Source extract:
The Gentle Secret of Immortality: Kirtan, Mishaps, and the Wisdom of Bhagavad Gita 2:20
The Gentle Secret of Immortality: Kirtan, Mishaps, and the Wisdom of Bhagavad Gita 2:20
Welcome to a corner of the world where peace arrives in many beautiful words, and sometimes with a little laughter or a thump on the stairs. This is Maria and Mark’s Juicy MagiK, ep. 3, tucked under the olive trees and open to anyone who needs a breath of stillness, a story, or the sacred sound of a name that feels like warmth after getting caught in the rain.
Whether you’re drawn by peace, kirtan, sacred mantras, or a place for your heart to settle down after a rough patch, you’re at home here. We wander through stories, mishaps, chanting, and honest conversation about pain, aging, and why it helps to hold a bigger view when things break or bodies ache. These aren’t lectures or instructions. This is that friendly space where spiritual practice has muddy shoes, where tears and laughter share the same breath, and where the spiritual heart learns to carry both gratitude and mystery.

Listing:
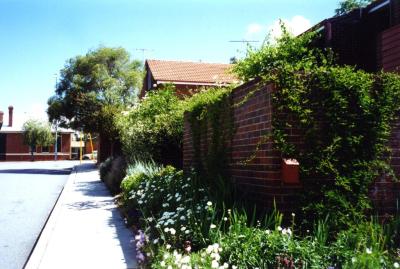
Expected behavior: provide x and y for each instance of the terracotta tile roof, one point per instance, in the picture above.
(193, 72)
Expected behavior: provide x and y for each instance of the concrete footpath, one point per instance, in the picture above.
(85, 229)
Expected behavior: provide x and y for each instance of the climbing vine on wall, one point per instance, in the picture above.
(344, 116)
(210, 112)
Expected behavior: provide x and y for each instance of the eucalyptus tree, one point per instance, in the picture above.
(94, 88)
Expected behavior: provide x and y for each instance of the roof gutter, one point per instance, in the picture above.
(381, 5)
(193, 83)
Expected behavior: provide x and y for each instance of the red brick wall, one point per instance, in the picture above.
(390, 50)
(259, 180)
(17, 151)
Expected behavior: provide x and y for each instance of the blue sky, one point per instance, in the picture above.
(37, 37)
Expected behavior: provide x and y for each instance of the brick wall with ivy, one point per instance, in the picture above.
(255, 165)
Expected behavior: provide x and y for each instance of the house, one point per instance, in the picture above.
(185, 76)
(368, 38)
(12, 147)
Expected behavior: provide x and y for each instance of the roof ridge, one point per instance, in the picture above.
(184, 61)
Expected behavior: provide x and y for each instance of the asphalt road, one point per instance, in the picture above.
(28, 192)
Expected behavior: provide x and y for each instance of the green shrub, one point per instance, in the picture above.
(105, 168)
(344, 116)
(113, 172)
(153, 128)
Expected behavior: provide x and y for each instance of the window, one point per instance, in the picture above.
(59, 143)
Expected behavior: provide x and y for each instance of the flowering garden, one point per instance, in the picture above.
(192, 219)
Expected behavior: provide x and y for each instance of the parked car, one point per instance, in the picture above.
(90, 156)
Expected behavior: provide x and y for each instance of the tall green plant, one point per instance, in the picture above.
(36, 133)
(153, 127)
(344, 116)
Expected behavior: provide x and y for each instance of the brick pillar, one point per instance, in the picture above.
(394, 12)
(10, 115)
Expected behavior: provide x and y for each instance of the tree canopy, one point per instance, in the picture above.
(95, 87)
(36, 133)
(346, 6)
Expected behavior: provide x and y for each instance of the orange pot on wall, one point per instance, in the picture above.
(290, 171)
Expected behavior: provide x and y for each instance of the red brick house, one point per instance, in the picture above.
(12, 147)
(185, 76)
(368, 37)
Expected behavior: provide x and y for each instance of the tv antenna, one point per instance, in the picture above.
(143, 50)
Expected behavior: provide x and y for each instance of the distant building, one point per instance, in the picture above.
(12, 147)
(185, 76)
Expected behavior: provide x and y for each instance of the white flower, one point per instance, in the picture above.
(215, 256)
(185, 259)
(214, 264)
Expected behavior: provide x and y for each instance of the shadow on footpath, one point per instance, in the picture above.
(125, 237)
(96, 196)
(86, 167)
(65, 171)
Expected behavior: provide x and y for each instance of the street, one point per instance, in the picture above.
(29, 191)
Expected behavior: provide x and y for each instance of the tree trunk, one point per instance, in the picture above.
(32, 155)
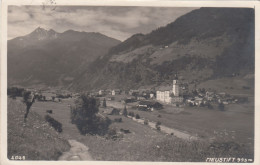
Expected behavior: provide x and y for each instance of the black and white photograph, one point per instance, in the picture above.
(130, 83)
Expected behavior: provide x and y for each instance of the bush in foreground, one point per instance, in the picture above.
(85, 116)
(34, 140)
(54, 123)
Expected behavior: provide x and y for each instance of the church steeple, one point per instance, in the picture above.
(175, 86)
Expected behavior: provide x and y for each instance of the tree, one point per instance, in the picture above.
(104, 103)
(125, 111)
(85, 116)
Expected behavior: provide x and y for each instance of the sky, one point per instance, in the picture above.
(116, 22)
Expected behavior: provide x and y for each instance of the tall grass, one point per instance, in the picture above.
(35, 139)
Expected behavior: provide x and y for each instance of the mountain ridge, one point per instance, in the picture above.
(204, 44)
(37, 55)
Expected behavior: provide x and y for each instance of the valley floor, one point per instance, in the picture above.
(235, 126)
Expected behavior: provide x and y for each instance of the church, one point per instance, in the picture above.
(170, 96)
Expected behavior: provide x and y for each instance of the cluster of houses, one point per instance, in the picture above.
(170, 95)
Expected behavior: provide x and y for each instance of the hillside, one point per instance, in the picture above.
(35, 139)
(207, 43)
(48, 58)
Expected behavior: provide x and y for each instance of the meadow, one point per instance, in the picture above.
(33, 139)
(146, 144)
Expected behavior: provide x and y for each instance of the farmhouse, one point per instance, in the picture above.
(115, 92)
(168, 95)
(148, 105)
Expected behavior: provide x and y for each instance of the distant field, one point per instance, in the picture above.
(35, 139)
(146, 144)
(231, 85)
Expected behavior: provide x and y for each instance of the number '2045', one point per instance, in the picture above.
(18, 158)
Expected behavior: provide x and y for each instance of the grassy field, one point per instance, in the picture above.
(35, 139)
(237, 121)
(146, 144)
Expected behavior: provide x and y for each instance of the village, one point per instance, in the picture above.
(177, 95)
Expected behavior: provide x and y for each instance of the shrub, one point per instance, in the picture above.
(131, 114)
(125, 112)
(14, 92)
(112, 134)
(84, 115)
(157, 125)
(119, 120)
(115, 112)
(221, 106)
(146, 122)
(54, 123)
(104, 103)
(28, 100)
(209, 106)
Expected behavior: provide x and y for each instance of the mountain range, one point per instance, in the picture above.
(205, 44)
(48, 58)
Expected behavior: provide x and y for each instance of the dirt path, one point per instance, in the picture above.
(78, 151)
(167, 130)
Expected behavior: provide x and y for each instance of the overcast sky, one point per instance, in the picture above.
(116, 22)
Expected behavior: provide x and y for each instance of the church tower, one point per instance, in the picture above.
(175, 86)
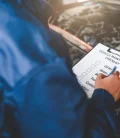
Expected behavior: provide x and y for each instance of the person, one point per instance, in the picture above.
(39, 95)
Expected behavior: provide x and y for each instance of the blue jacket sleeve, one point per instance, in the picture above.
(101, 119)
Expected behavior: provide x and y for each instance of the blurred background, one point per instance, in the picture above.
(85, 23)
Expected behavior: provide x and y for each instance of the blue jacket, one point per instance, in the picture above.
(39, 95)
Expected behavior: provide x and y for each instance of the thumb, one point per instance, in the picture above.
(101, 76)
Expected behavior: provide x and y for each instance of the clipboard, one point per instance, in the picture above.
(101, 59)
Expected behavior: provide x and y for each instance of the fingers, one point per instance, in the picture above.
(116, 73)
(101, 76)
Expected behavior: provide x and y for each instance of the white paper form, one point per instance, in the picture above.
(100, 60)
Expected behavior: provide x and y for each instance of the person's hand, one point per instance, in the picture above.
(111, 84)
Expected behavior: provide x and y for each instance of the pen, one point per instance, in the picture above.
(113, 70)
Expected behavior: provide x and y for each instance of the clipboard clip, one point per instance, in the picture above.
(110, 51)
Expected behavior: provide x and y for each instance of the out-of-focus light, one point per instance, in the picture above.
(72, 1)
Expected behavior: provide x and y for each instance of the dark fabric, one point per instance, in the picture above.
(39, 95)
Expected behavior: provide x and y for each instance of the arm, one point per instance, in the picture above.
(101, 118)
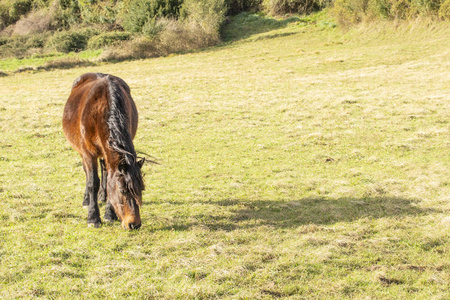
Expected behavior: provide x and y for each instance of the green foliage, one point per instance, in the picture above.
(354, 11)
(137, 13)
(444, 10)
(237, 6)
(208, 14)
(20, 46)
(98, 12)
(296, 164)
(107, 39)
(71, 41)
(12, 10)
(283, 7)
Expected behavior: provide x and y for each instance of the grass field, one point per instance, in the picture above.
(302, 162)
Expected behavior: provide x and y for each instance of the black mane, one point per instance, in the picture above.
(119, 137)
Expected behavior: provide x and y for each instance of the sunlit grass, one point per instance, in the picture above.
(298, 162)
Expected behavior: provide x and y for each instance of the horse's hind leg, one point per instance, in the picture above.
(92, 187)
(102, 191)
(110, 214)
(86, 193)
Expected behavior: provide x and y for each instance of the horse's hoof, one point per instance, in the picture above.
(95, 225)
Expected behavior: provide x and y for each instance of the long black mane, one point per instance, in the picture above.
(120, 138)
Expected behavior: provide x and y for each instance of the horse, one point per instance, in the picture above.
(100, 121)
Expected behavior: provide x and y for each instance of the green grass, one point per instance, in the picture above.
(299, 162)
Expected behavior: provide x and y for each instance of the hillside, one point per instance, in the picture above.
(299, 161)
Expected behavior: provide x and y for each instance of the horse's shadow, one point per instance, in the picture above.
(246, 214)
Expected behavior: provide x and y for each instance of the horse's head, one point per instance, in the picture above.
(124, 189)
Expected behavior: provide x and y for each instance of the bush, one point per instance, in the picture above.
(98, 12)
(12, 10)
(107, 39)
(208, 15)
(353, 11)
(283, 7)
(444, 10)
(137, 13)
(235, 7)
(71, 41)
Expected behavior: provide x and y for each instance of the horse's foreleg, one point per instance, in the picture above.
(86, 193)
(104, 173)
(92, 187)
(110, 214)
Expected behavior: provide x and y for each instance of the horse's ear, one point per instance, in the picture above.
(141, 162)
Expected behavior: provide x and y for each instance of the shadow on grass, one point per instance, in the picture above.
(241, 214)
(246, 24)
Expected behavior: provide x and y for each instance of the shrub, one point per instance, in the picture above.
(283, 7)
(98, 12)
(235, 7)
(107, 39)
(12, 10)
(137, 13)
(354, 11)
(71, 41)
(444, 10)
(208, 15)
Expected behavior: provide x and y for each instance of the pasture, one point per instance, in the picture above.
(299, 162)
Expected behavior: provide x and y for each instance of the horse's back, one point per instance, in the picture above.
(85, 119)
(85, 112)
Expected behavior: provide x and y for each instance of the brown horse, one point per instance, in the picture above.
(100, 121)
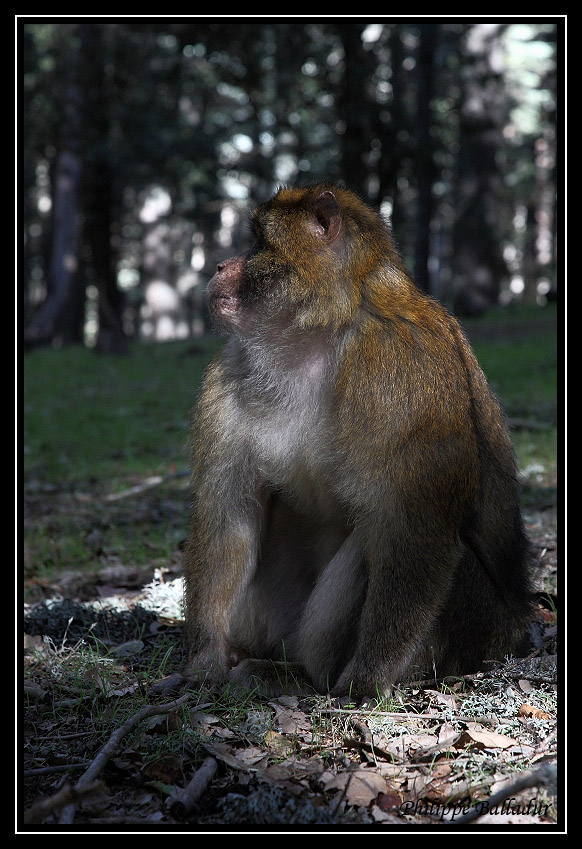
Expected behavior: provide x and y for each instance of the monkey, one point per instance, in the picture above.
(356, 519)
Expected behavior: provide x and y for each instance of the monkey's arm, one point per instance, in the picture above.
(410, 476)
(221, 551)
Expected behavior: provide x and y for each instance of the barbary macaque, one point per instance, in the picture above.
(356, 519)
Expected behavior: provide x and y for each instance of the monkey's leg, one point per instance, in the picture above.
(221, 557)
(409, 576)
(329, 623)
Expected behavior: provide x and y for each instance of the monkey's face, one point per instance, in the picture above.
(295, 273)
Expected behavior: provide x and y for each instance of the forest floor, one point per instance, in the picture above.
(100, 751)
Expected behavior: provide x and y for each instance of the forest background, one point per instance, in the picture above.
(145, 143)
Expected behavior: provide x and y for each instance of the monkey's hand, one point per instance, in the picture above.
(210, 665)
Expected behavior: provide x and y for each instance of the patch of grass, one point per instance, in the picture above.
(92, 418)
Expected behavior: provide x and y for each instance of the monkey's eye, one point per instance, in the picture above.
(255, 229)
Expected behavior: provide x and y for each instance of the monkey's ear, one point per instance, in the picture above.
(327, 217)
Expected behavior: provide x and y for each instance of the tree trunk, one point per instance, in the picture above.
(425, 170)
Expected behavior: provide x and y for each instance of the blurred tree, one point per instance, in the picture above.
(478, 261)
(62, 299)
(146, 142)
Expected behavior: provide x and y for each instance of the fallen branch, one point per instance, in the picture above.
(185, 799)
(66, 795)
(109, 749)
(148, 483)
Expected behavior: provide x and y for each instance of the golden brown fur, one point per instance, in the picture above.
(356, 518)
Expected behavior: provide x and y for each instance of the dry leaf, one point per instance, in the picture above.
(282, 745)
(361, 785)
(528, 710)
(446, 699)
(484, 740)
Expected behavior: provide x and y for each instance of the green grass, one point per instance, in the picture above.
(91, 417)
(96, 426)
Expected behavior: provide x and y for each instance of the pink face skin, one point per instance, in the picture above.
(223, 296)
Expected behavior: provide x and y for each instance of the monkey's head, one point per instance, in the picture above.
(314, 249)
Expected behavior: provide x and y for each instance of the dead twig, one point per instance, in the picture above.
(148, 483)
(108, 750)
(544, 775)
(185, 799)
(66, 795)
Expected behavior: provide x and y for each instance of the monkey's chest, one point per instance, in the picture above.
(291, 452)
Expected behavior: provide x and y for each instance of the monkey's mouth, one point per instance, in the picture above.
(222, 303)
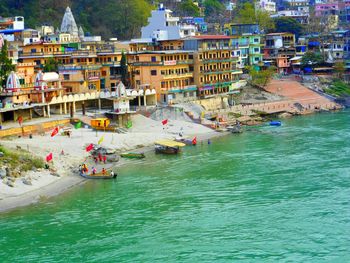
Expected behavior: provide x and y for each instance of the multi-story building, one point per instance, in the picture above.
(294, 4)
(247, 38)
(301, 16)
(169, 72)
(266, 5)
(163, 26)
(215, 69)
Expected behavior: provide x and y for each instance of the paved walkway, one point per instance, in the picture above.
(293, 93)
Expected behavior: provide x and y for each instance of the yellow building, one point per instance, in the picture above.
(215, 64)
(169, 72)
(91, 66)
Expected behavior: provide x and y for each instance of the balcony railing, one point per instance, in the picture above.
(216, 60)
(218, 83)
(220, 71)
(80, 67)
(181, 75)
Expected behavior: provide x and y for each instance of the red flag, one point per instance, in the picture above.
(54, 132)
(89, 147)
(194, 141)
(20, 120)
(49, 157)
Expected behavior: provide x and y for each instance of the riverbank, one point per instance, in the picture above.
(46, 184)
(69, 152)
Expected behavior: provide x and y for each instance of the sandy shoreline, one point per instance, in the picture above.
(47, 185)
(140, 138)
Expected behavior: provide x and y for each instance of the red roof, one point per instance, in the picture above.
(212, 37)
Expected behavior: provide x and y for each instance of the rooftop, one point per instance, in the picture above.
(212, 37)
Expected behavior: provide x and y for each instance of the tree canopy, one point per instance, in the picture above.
(286, 24)
(188, 8)
(108, 18)
(213, 8)
(311, 59)
(51, 65)
(247, 14)
(260, 78)
(6, 65)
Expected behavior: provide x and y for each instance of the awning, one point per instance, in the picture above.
(170, 143)
(295, 58)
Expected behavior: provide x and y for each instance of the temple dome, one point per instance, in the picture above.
(68, 23)
(1, 40)
(12, 83)
(81, 33)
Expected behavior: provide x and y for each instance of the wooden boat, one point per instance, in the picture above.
(275, 123)
(235, 129)
(185, 140)
(100, 175)
(168, 146)
(132, 155)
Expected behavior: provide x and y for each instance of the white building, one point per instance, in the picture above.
(267, 5)
(163, 26)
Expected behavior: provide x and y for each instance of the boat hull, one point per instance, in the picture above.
(133, 155)
(275, 123)
(98, 176)
(167, 150)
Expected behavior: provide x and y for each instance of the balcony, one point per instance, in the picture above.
(218, 84)
(79, 67)
(180, 89)
(162, 63)
(177, 76)
(221, 71)
(146, 63)
(43, 54)
(111, 64)
(218, 48)
(184, 62)
(217, 60)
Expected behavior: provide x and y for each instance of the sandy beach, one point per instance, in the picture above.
(141, 136)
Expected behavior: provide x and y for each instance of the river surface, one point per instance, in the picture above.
(271, 194)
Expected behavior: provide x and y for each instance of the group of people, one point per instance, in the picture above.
(100, 158)
(84, 169)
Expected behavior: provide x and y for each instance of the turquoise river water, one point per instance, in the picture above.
(271, 194)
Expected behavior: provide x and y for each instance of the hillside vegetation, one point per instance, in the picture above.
(108, 18)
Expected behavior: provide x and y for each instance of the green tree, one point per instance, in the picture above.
(260, 78)
(124, 68)
(6, 65)
(213, 8)
(311, 59)
(339, 69)
(287, 24)
(188, 8)
(247, 14)
(51, 65)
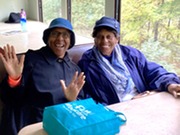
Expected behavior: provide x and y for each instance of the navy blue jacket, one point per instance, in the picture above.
(146, 75)
(40, 87)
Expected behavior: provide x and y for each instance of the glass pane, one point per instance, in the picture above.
(52, 9)
(153, 26)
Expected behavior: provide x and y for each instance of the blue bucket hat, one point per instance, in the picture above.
(108, 22)
(59, 23)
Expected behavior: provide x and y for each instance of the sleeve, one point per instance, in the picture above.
(156, 75)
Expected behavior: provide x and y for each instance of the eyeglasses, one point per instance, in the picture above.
(56, 34)
(102, 37)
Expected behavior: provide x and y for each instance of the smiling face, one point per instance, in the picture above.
(106, 40)
(59, 41)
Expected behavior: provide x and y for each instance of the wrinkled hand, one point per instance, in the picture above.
(174, 89)
(12, 64)
(72, 90)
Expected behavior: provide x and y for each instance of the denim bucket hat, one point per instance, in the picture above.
(59, 23)
(108, 22)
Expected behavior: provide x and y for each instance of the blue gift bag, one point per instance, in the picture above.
(82, 117)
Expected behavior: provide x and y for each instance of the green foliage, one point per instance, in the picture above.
(153, 26)
(155, 52)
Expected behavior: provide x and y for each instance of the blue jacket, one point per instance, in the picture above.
(40, 87)
(145, 74)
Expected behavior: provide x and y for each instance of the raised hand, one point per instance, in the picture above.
(12, 64)
(72, 90)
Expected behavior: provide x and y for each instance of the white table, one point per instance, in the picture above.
(157, 114)
(22, 41)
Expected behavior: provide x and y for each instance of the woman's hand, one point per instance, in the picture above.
(12, 64)
(72, 90)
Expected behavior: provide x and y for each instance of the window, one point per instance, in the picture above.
(153, 26)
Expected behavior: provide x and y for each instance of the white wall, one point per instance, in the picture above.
(8, 6)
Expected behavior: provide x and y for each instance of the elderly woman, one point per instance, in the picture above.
(117, 73)
(40, 78)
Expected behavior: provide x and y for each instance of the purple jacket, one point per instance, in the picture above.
(145, 74)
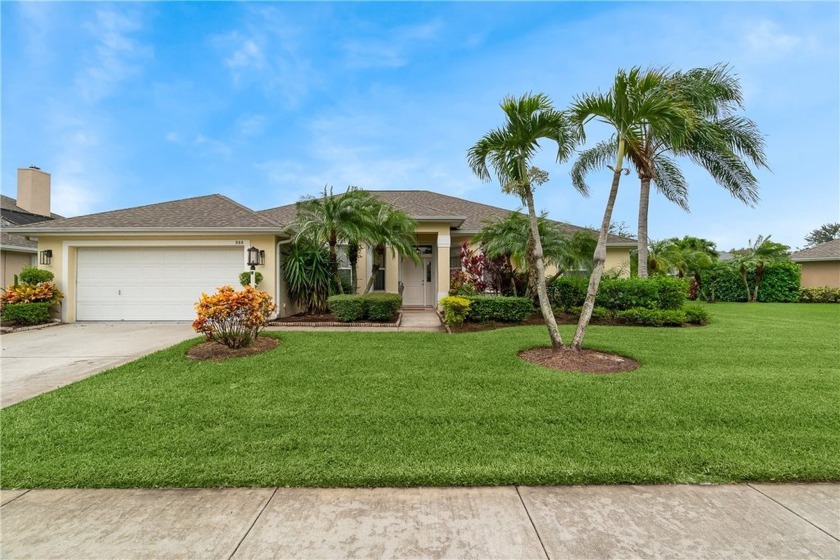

Exercise 1: In the episode introduction, copy the part that opens with the words containing "Whether you’re drawn" and closes with "gratitude and mystery.", swapping "muddy shoes" for "dusty shoes".
Exercise 2: According to the episode introduction, what four things do the hosts wander through?

Result 1:
Whether you’re drawn by peace, kirtan, sacred mantras, or a place for your heart to settle down after a rough patch, you’re at home here. We wander through stories, mishaps, chanting, and honest conversation about pain, aging, and why it helps to hold a bigger view when things break or bodies ache. These aren’t lectures or instructions. This is that friendly space where spiritual practice has dusty shoes, where tears and laughter share the same breath, and where the spiritual heart learns to carry both gratitude and mystery.

Result 2:
- Stories
- Mishaps
- Chanting
- Honest conversation about pain, aging, and why it helps to hold a bigger view when things break or bodies ache